_REQUIRED WORK:_ Output every line of the data below word for word, leaving out the pictures.

Data records
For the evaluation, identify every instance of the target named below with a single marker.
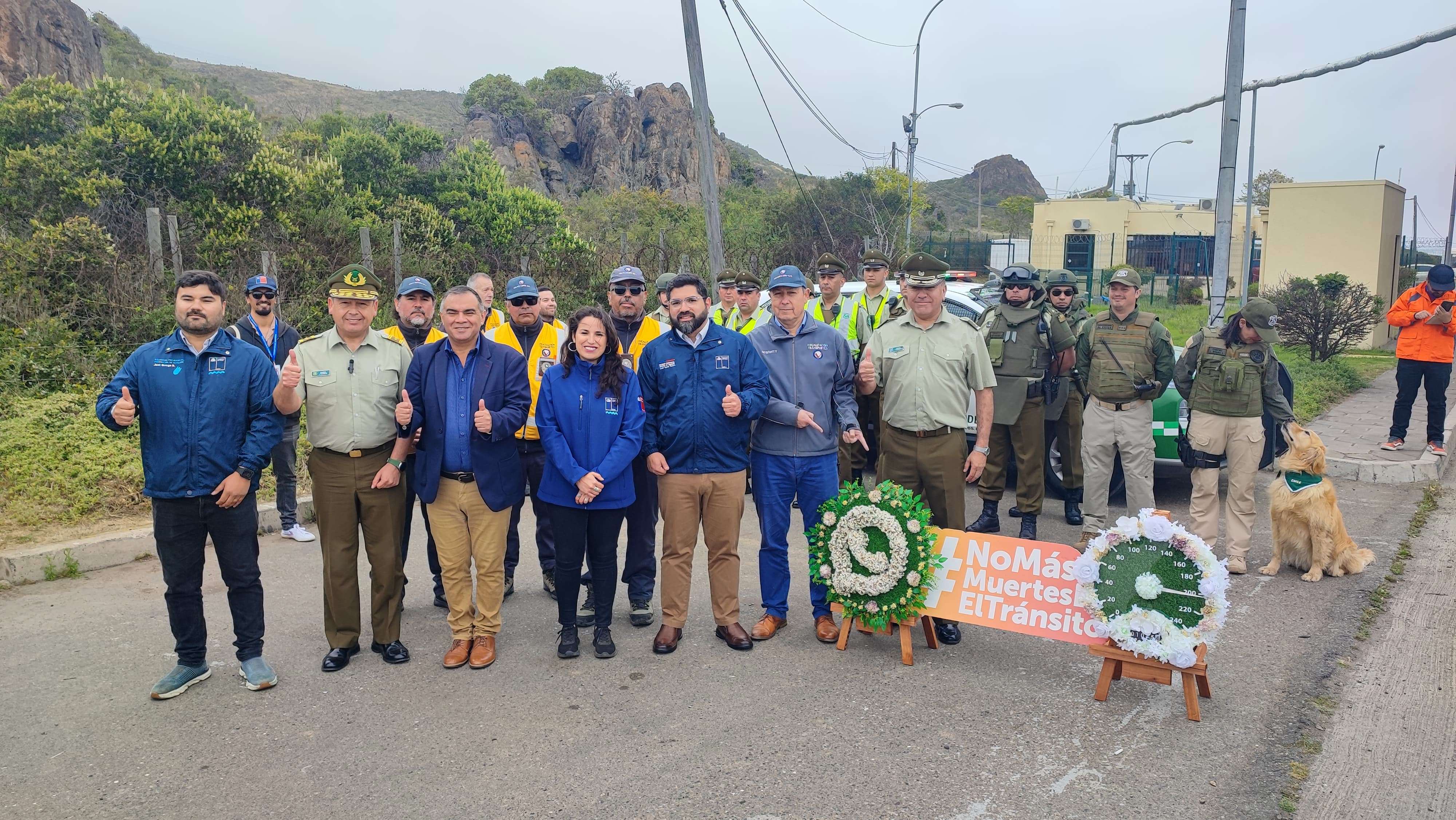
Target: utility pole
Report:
(708, 177)
(1228, 162)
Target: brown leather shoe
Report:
(735, 636)
(767, 627)
(483, 653)
(668, 639)
(458, 655)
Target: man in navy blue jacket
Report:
(207, 429)
(468, 395)
(703, 387)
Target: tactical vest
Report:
(1132, 343)
(1231, 378)
(545, 353)
(1020, 349)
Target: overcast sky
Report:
(1042, 81)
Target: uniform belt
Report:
(357, 454)
(922, 433)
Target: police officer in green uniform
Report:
(1030, 344)
(352, 379)
(930, 363)
(1230, 377)
(1129, 359)
(1067, 410)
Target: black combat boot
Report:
(1029, 527)
(1074, 508)
(989, 522)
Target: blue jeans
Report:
(777, 480)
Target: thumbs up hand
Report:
(126, 410)
(292, 372)
(483, 419)
(404, 411)
(733, 404)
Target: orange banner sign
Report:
(1007, 583)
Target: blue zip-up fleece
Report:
(202, 416)
(589, 433)
(812, 371)
(684, 390)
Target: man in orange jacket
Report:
(1425, 353)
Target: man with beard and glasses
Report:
(416, 315)
(703, 388)
(266, 330)
(202, 476)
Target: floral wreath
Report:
(1154, 588)
(876, 553)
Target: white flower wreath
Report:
(1147, 631)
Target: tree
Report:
(1329, 315)
(1262, 187)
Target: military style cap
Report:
(353, 282)
(925, 270)
(1126, 276)
(1263, 317)
(831, 264)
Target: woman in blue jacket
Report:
(590, 419)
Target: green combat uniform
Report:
(350, 397)
(1228, 388)
(1128, 363)
(1023, 344)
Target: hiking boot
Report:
(641, 614)
(587, 612)
(602, 644)
(178, 681)
(258, 675)
(989, 522)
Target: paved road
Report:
(1001, 726)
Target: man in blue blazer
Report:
(468, 395)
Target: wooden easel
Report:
(906, 633)
(1119, 662)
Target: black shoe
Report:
(392, 653)
(339, 659)
(989, 522)
(602, 643)
(569, 644)
(949, 633)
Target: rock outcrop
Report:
(47, 39)
(605, 142)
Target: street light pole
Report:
(915, 116)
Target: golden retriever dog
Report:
(1310, 532)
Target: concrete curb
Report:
(110, 550)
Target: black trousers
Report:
(181, 528)
(410, 518)
(640, 564)
(1409, 377)
(534, 461)
(592, 534)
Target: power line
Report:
(855, 33)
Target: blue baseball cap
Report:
(416, 285)
(521, 286)
(787, 276)
(264, 282)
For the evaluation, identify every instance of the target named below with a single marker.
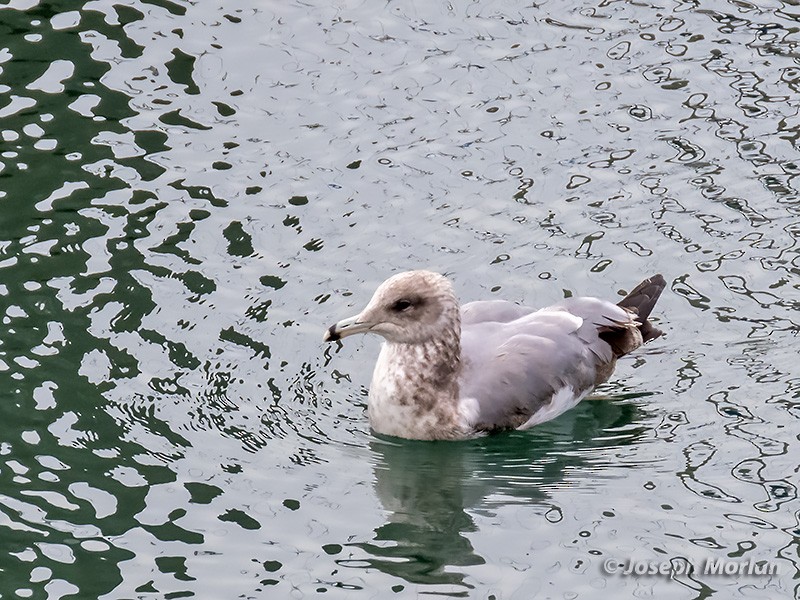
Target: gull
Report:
(452, 372)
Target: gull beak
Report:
(346, 327)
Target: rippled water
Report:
(191, 193)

_WRITTEN ANSWER:_
For the evaluation, identify every instance of the target named below with a single marker.
Target: utility pole
Report:
(708, 177)
(1228, 162)
Target: brown leather shoe
Report:
(735, 636)
(767, 627)
(483, 653)
(668, 639)
(458, 655)
Target: man in navy blue jacket
Report:
(207, 429)
(468, 395)
(703, 387)
Target: tactical vest
Report:
(1132, 343)
(1231, 378)
(545, 353)
(1020, 349)
Target: overcast sky
Report:
(1042, 81)
Target: uniform belt
Report:
(357, 454)
(922, 433)
Target: police officer in green uniform
Report:
(1030, 344)
(352, 379)
(930, 363)
(1230, 377)
(1129, 359)
(1067, 410)
Target: black combat boot
Report:
(1029, 527)
(1074, 508)
(989, 522)
Target: blue jeans
Report:
(777, 480)
Target: thumbs up hand
Report:
(126, 410)
(292, 372)
(483, 419)
(404, 411)
(733, 404)
Target: orange banner sign
Report:
(1007, 583)
Target: blue zip-up fleece
Report:
(202, 416)
(589, 433)
(812, 371)
(684, 390)
Target: man in orange jacket
Report:
(1425, 353)
Target: man with beard and glasses
Report:
(416, 315)
(703, 388)
(266, 330)
(202, 476)
Target: floral wreath
Report:
(1154, 588)
(876, 553)
Target: white flower wreath
Report:
(1147, 631)
Target: tree
Report:
(1329, 315)
(1262, 187)
Target: military style cap
Report:
(353, 282)
(925, 270)
(1126, 276)
(1263, 317)
(831, 264)
Target: woman in blue jacket
Report:
(590, 419)
Target: green combat uniform
Report:
(350, 397)
(1228, 388)
(1128, 363)
(1023, 344)
Target: hiking boot
Report:
(641, 614)
(587, 612)
(602, 644)
(178, 681)
(258, 675)
(989, 522)
Target: paved road
Report:
(1001, 726)
Target: man in blue blazer
Report:
(468, 395)
Target: wooden easel
Report:
(906, 633)
(1119, 662)
Target: black shoe
Report:
(392, 653)
(339, 659)
(989, 522)
(602, 643)
(569, 644)
(949, 633)
Target: rock outcrop
Report:
(47, 39)
(605, 142)
Target: street light pole
Report:
(915, 116)
Target: golden retriever dog
Report:
(1310, 532)
Target: concrete curb
Report:
(110, 550)
Target: black trousers
Report:
(181, 528)
(410, 518)
(640, 564)
(1409, 377)
(534, 461)
(592, 534)
Target: power line
Report:
(855, 33)
Target: blue baseball cap
Report:
(416, 285)
(521, 286)
(787, 276)
(264, 282)
For the evaluation, identify every instance of the target named below with a single marker.
Target: gull
Report:
(452, 372)
Target: gull beak
Report:
(346, 327)
Target: rippled water
Report:
(191, 193)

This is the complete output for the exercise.